Your tasks:
1. Reproduce the part of the school memoir starting at "Quit that sniggering, damn" and ending at "those the days?".
2. According to the school memoir, what earned the narrator gold stars during the first three years of public school?
3. Extend the school memoir about moving and getting glasses, picking up right after its final sentence.

Source excerpt:
START
Quit that sniggering, damn it. I'm telling the truth. From Grade 1 through Grade 3, I was the most popular kid in the class. In those years, nearly every recess was devoted to kissing tag. I don't think there's a girl in my grade 3 class I missed.
Oh, weren't those the days?
Then I moved. And got glasses. At the same time.
Either one I could have overcome. If I hadn't moved away, my contemporaries would have seen me for what I was, Kenny-with-glasses. If I'd never acquired the glasses, I would have simply made new friends. But no...
INSTA-NERD!
Oh, I'd been beaten up before. Actually, through my first three years of public schooling, I used to get gold stars if I went a day WITHOUT fighting. But those were *other* kids, not in my class, some of them three years ahead of me. You never forget the first time you get kicked in the nuts...that feeling that says 'howdy, how's about we shit our pants while we puke our guts out?'
But within that first week of grade 4, it became evident I had something London boys didn't like: a face. They wanted to change it, redecorate it, open new holes in it, just generally renovate to their heart's content. And when they were done with it, they'd just throw the body it was attached to into the nearest garbage can.
END
Raw data:
START
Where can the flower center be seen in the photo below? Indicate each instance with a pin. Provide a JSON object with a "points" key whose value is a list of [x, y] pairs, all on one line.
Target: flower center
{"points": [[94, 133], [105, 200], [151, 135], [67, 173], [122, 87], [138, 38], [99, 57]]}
END
Responses:
1.
Quit that sniggering, damn it. I'm telling the truth. From Grade 1 through Grade 3, I was the most popular kid in the class. In those years, nearly every recess was devoted to kissing tag. I don't think there's a girl in my grade 3 class I missed.
Oh, weren't those the days?

2. Going a day without fighting.

3.
And my days of kissing tag? So very over.

We moved an average of once a year from then until grade 10. Who knows why...I sure don't. My parents seemed to get bored really easily with any given house. My mother would always announce each new move with the words "fresh start". I rapidly got to detest those words. "Fresh start" meant that within a week there'd be a fresh cotillion of bullies to start pounding the shit out of me.
Oh, I made *some* friends. Well, one, actually. His name was Tim Gauld; I've written of him here before. I remember practically everything about him except how it was we got to be friends in the first place. (That's pretty common: although I can accept people's friendship in theory, I often think they like me because they are mildly crazy.)
High school brought its own set of stresses, like high school always does. In grade 9, I got exactly five signatures in my yearbook, all of them from teachers. It wasn't until grade ten, at Westminster Secondary, that I started to finally come into my own. I will always revere that high school as the place that allowed me to do that. No cliques there. You were just left to be as you were.
I was really settling down by grade 11, so of course we had to up and move again. Can't let Ken get too comfortable, can we? I carried a torch for Westminster through the first five months of my OAC year, and dismissed my Ingersoll high school as a dump. It's strange, now, looking back: I haven't been in touch with anyone from Westminster in almost six years, but Ingersoll District C.I. netted me my two best friends, a woman I dated for two years and was briefly engaged to, and a plethora of other people I counted as friends.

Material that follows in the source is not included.